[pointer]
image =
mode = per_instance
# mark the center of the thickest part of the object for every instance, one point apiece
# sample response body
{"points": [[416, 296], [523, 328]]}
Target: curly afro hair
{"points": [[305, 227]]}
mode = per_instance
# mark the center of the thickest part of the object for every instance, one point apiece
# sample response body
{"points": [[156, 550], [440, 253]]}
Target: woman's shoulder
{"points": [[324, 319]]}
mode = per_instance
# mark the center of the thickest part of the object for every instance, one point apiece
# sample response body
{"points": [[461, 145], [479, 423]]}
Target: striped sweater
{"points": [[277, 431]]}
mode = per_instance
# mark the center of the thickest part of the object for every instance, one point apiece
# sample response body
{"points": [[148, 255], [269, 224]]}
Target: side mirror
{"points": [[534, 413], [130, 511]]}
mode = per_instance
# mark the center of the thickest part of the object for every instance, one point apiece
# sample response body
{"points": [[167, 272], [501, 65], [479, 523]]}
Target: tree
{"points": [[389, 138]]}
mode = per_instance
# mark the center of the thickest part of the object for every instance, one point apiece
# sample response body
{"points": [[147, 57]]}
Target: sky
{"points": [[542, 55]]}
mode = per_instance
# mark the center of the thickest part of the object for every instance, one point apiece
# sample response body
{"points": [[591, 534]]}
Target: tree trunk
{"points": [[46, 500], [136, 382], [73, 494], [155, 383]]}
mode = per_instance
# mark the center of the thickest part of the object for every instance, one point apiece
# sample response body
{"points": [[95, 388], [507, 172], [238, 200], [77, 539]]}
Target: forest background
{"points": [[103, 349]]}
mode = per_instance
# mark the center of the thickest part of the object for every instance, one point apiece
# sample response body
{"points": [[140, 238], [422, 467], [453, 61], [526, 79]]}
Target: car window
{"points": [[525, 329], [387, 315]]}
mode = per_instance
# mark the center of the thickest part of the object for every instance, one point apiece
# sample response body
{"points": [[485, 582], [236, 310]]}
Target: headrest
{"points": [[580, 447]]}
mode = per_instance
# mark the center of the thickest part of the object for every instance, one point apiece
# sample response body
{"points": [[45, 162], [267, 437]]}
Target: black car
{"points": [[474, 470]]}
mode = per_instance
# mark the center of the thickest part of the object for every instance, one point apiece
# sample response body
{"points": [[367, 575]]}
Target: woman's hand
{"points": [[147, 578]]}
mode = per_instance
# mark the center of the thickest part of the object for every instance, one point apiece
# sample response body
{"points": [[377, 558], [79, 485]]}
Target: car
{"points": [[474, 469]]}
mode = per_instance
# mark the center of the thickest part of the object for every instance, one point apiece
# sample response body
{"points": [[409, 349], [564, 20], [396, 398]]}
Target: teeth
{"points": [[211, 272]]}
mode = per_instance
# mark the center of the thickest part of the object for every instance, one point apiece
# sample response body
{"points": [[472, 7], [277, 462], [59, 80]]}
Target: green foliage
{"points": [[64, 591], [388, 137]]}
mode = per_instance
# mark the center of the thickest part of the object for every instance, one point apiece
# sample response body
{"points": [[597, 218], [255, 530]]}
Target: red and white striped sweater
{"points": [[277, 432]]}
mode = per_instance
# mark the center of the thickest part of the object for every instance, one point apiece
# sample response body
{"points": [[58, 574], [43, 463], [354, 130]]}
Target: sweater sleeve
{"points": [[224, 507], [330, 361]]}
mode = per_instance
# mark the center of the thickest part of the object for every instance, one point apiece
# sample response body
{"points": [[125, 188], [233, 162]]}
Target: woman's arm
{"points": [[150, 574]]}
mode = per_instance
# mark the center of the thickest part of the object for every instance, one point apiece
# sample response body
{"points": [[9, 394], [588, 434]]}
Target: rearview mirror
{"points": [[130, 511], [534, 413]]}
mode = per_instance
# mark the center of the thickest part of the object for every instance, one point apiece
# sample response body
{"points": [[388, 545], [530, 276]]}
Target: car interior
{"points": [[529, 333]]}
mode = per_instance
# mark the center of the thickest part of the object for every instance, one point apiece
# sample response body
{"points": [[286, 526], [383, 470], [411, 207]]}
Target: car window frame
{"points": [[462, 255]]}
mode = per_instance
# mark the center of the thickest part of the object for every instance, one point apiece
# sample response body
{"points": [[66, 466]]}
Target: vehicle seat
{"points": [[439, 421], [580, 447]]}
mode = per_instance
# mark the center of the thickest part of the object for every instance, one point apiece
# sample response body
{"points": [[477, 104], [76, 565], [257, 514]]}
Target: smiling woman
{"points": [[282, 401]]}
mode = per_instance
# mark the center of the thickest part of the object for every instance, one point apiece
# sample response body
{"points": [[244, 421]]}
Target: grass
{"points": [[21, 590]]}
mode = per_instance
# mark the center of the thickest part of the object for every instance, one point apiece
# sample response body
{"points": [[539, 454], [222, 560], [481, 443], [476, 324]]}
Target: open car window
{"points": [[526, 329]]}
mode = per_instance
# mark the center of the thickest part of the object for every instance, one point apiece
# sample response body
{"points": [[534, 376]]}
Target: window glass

+ + + + + + +

> _DIRECTIONS_: Restate each record word for word.

> _REPLY TO THE EXERCISE_:
[pointer]
image =
mode = per_instance
# mark the center of the thickest part of the object for every instance, one point apiece
# sample response body
{"points": [[416, 296], [523, 328]]}
Target: curly afro hair
{"points": [[305, 227]]}
mode = per_instance
# mark the center of the thickest part of the object for every instance, one point apiece
# sample response body
{"points": [[156, 550], [440, 253]]}
Target: woman's shoulder
{"points": [[324, 319]]}
mode = per_instance
# mark the center of the thickest part of the object for every instance, one point apiece
# sample response body
{"points": [[461, 145], [479, 423]]}
Target: striped sweater
{"points": [[277, 431]]}
mode = per_instance
# mark the center of the thickest part of the object for every instance, one point apiece
# sample response body
{"points": [[148, 255], [269, 224]]}
Target: side mirror
{"points": [[534, 413], [130, 511]]}
mode = per_instance
# mark the center of the thickest part of the object for every instance, one point apiece
# sample response body
{"points": [[167, 272], [501, 65], [479, 523]]}
Target: tree
{"points": [[389, 138]]}
mode = per_instance
# mark the center of the thickest part of the object for every instance, one point apiece
# sample response body
{"points": [[147, 57]]}
Target: sky
{"points": [[542, 55]]}
mode = per_instance
# mark the center of the thickest part of the object for every instance, one point apiece
# sample response body
{"points": [[591, 534]]}
Target: tree trunk
{"points": [[46, 500], [136, 382], [73, 494], [155, 383]]}
mode = per_instance
# mark the center of the thickest part of the object for every instance, one point apiece
# sample response body
{"points": [[95, 388], [507, 172], [238, 200], [77, 539]]}
Target: forest background
{"points": [[103, 349]]}
mode = per_instance
# mark the center of the thickest part of the object for every instance, one point apiece
# sample response body
{"points": [[140, 238], [422, 467], [453, 61], [526, 79]]}
Target: car window
{"points": [[525, 329], [387, 315]]}
mode = per_instance
# mark the center of the thickest part of the object for every instance, one point apiece
# sample response body
{"points": [[485, 582], [236, 310]]}
Target: headrest
{"points": [[580, 447]]}
mode = per_instance
# mark the center of the thickest part of the object for every instance, one point apiece
# sample response body
{"points": [[45, 162], [267, 437]]}
Target: black car
{"points": [[474, 470]]}
mode = per_instance
# mark the center of the thickest part of the object for every instance, one point apiece
# sample response body
{"points": [[367, 575]]}
Target: woman's hand
{"points": [[147, 578]]}
mode = per_instance
# mark the center of the thickest part of the object for every instance, one point apiece
# sample response body
{"points": [[377, 558], [79, 485]]}
Target: car
{"points": [[474, 469]]}
mode = per_instance
# mark the center of the thickest part of the object for every instance, one point apiece
# sample response body
{"points": [[409, 349], [564, 20], [396, 398]]}
Target: teeth
{"points": [[211, 272]]}
mode = per_instance
# mark the center of the thickest part of the object for every instance, one point apiece
# sample response body
{"points": [[472, 7], [277, 462], [59, 80]]}
Target: green foliage
{"points": [[64, 591], [388, 137]]}
mode = per_instance
# mark the center of the thickest part of the object for every instance, one point apiece
# sample response body
{"points": [[597, 218], [255, 530]]}
Target: red and white striped sweater
{"points": [[277, 432]]}
mode = per_instance
# mark the center of the thickest part of the object for every instance, one point apiece
# sample response body
{"points": [[58, 574], [43, 463], [354, 130]]}
Target: sweater sleeve
{"points": [[224, 507], [330, 361]]}
mode = per_instance
# mark the center of the thickest part of the object for every instance, one point apiece
# sample response body
{"points": [[125, 188], [233, 162]]}
Target: woman's arm
{"points": [[150, 574]]}
mode = per_instance
# mark the center of the thickest part of the object for every instance, one point apiece
# sample response body
{"points": [[9, 394], [588, 434]]}
Target: rearview mirror
{"points": [[130, 511], [534, 413]]}
mode = per_instance
# mark the center of the thickest part of the object for every instance, one point apiece
# sample response body
{"points": [[388, 545], [530, 276]]}
Target: car interior
{"points": [[529, 333]]}
mode = per_instance
# mark the center of the thickest part of the object for every instance, one point apiece
# sample response body
{"points": [[286, 526], [383, 470], [411, 207]]}
Target: car window frame
{"points": [[462, 255]]}
mode = per_instance
# mark the center of the thickest part of the object for every instance, one point apiece
# sample response body
{"points": [[66, 466]]}
Target: vehicle seat
{"points": [[439, 421], [580, 447]]}
mode = per_instance
# mark the center of the thickest part of the object for every instance, one point apiece
# sample response body
{"points": [[477, 104], [76, 565], [257, 514]]}
Target: smiling woman
{"points": [[282, 401]]}
mode = per_instance
# mark the center of the thickest part of the object for every instance, one point apiece
# sample response body
{"points": [[244, 421]]}
Target: grass
{"points": [[21, 590]]}
mode = per_instance
# mark the center of the thickest part of the object for every instance, one point apiece
# sample response body
{"points": [[539, 454], [222, 560], [481, 443], [476, 324]]}
Target: open car window
{"points": [[526, 329]]}
mode = per_instance
# mark the center of the thickest part of the object for every instance, one point apiece
# sample response body
{"points": [[534, 376]]}
Target: window glass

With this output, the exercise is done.